**Written instruction**
Rewrite all the rows below with "photo" changed to "image" wherever it occurs, keeping every other line as it stands. Leave the pictures out.

──────── Extracted records ────────

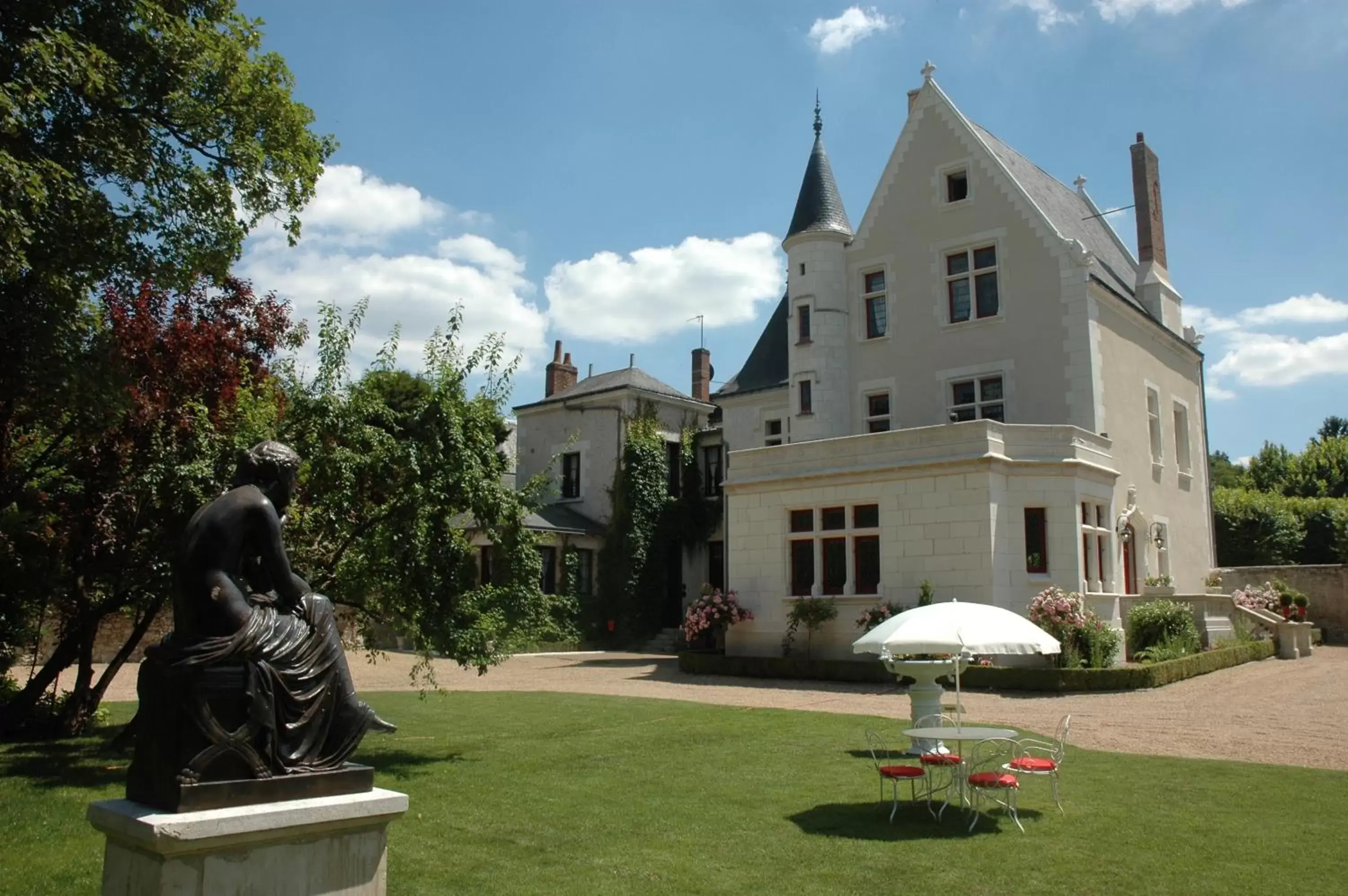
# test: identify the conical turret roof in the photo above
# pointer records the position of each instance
(819, 208)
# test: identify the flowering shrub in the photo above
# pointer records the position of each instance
(712, 611)
(1257, 597)
(877, 615)
(1086, 638)
(1057, 612)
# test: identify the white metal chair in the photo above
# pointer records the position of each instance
(1044, 759)
(989, 779)
(893, 772)
(935, 763)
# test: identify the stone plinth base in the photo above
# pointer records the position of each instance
(298, 848)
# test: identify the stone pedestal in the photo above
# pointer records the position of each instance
(300, 848)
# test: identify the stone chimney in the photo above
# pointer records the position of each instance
(560, 373)
(1146, 197)
(703, 375)
(1153, 289)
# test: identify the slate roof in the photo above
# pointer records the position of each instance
(766, 367)
(550, 518)
(819, 208)
(629, 378)
(1069, 212)
(560, 518)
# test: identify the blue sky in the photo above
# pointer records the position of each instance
(602, 172)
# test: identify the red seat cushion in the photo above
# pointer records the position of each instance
(901, 771)
(1033, 764)
(993, 779)
(940, 759)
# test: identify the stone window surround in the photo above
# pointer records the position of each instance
(817, 537)
(581, 448)
(883, 296)
(941, 301)
(874, 387)
(804, 377)
(940, 199)
(1184, 449)
(1096, 535)
(1156, 440)
(948, 378)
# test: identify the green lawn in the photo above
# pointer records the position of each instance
(569, 794)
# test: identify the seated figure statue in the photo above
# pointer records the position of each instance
(239, 604)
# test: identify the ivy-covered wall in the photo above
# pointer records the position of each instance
(647, 523)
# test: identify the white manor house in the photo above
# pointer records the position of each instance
(979, 386)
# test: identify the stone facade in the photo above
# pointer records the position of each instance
(1083, 356)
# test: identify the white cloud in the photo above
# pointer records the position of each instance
(836, 35)
(1257, 358)
(1048, 13)
(1299, 309)
(352, 201)
(1125, 10)
(339, 259)
(654, 292)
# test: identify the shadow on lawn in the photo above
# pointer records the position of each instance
(870, 821)
(88, 762)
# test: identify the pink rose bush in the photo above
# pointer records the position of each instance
(877, 615)
(1057, 612)
(1258, 597)
(712, 611)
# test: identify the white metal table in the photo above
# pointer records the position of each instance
(960, 735)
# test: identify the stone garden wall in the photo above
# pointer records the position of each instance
(1327, 586)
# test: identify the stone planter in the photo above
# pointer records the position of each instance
(925, 694)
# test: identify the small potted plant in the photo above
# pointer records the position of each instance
(1158, 586)
(1285, 603)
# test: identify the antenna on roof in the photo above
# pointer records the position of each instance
(1122, 208)
(701, 335)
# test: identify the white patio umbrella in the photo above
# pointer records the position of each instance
(960, 630)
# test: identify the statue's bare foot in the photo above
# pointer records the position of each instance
(378, 724)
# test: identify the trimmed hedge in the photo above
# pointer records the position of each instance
(999, 678)
(1266, 528)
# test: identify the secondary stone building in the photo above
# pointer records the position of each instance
(980, 386)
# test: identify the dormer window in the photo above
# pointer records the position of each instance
(956, 186)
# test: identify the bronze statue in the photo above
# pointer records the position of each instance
(253, 682)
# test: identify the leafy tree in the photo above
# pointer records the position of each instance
(177, 382)
(1272, 468)
(1224, 473)
(398, 468)
(139, 141)
(1334, 428)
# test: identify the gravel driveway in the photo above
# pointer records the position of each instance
(1269, 712)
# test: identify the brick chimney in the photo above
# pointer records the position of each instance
(1153, 289)
(1146, 197)
(703, 375)
(560, 373)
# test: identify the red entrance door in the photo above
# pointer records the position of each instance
(1130, 562)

────────

**Answer to this problem**
# test: identify the conical turret roof in the image above
# pointer records the position of each instance
(819, 208)
# test: identify the flowering shrub in the image above
# pointer records the position of each instance
(712, 611)
(1257, 597)
(877, 615)
(1086, 638)
(1057, 612)
# test: identify the white metal chair in the image above
# pointer records the position of each instance
(1044, 759)
(989, 779)
(893, 772)
(935, 763)
# test: identify the stone plinth base in the image above
# pointer records the position of each instance
(298, 848)
# test: identify the stone pedestal in the image above
# pointer records the position of each instance
(300, 848)
# test: identify the stone chimney in the image above
# pointer records the position of each instance
(560, 373)
(1146, 197)
(703, 375)
(1153, 289)
# test: identify the slate roof in the image above
# pointer records the position of each instance
(766, 367)
(550, 518)
(819, 208)
(629, 378)
(1069, 212)
(560, 518)
# test: identify the blue sky in the image above
# pointer records the position of each instance
(602, 172)
# test: identify the red seat cushion in the image above
# pointer records the position of each instance
(901, 771)
(1033, 764)
(993, 779)
(940, 759)
# test: identify the stone window surround in the image above
# pointer records the position of each instance
(817, 537)
(581, 448)
(883, 296)
(941, 301)
(874, 387)
(804, 377)
(940, 199)
(1184, 449)
(1096, 535)
(1156, 440)
(948, 378)
# test: identify the green lawn in the image above
# pointer records the position of each instance
(569, 794)
# test: identify the seated figure statue in the image above
# pointer records the position of each instance
(239, 604)
# test: identify the ivy-covered wall in the image above
# pointer records the position of each instance
(647, 523)
# test: identify the white manor house in the image above
# pointer records the position of each instance
(979, 386)
# test: identify the stone facade in the image above
# pointer records the position of each instance
(1083, 356)
# test: identify the white cloud in the image above
# pointer records the position of each instance
(836, 35)
(1257, 358)
(1048, 13)
(1299, 309)
(352, 201)
(1125, 10)
(339, 259)
(654, 292)
# test: identify the shadow on lawn in the image above
# pointer records the position of each instance
(870, 821)
(88, 762)
# test: identify the pink rose bush in the image above
# pointer records the position of each instance
(877, 615)
(1057, 612)
(1258, 597)
(712, 611)
# test: identify the white metal table in the image above
# pointer records the position of each instance
(960, 735)
# test: identify the stone garden wall in the image above
# pointer records the position of each instance
(1327, 586)
# test: identify the stone planter in the image above
# pointer records the position of each instance
(925, 694)
# test: identify the small potted plant in the image above
# pointer records the position of each instance
(1158, 586)
(1285, 603)
# test: identify the antenna on roof in the image above
# pointer records the position of each instance
(1122, 208)
(701, 335)
# test: identify the white patio umbrella in the image above
# pointer records the position of each instance
(960, 630)
# test: identify the statue's bare foot in the image above
# pointer records the position of each instance
(378, 724)
# test: identify the trimmed hedge in the image above
# pointer records the position of each instance
(999, 678)
(1266, 528)
# test: identify the secondary stone building in the image above
# pointer records the position of each instance
(980, 386)
# test: identify the dormer window in the image above
# pointer records the position of each instance
(956, 186)
# test: identify the bronze statue in the image above
# pointer records the position of each instance
(253, 682)
# test: identify the leafy tree in the image above
# pointer records the position of each instance
(177, 382)
(1272, 468)
(1224, 473)
(398, 468)
(139, 141)
(1334, 428)
# test: identify the gravel driveway in the image above
# pointer records the position of each instance
(1269, 712)
# test: identify the brick chimney in the image above
# pointer records the position of each instance
(1153, 289)
(1146, 197)
(703, 375)
(560, 373)
# test: identify the red entrance door in the image above
# pointer records the position of each instance
(1130, 562)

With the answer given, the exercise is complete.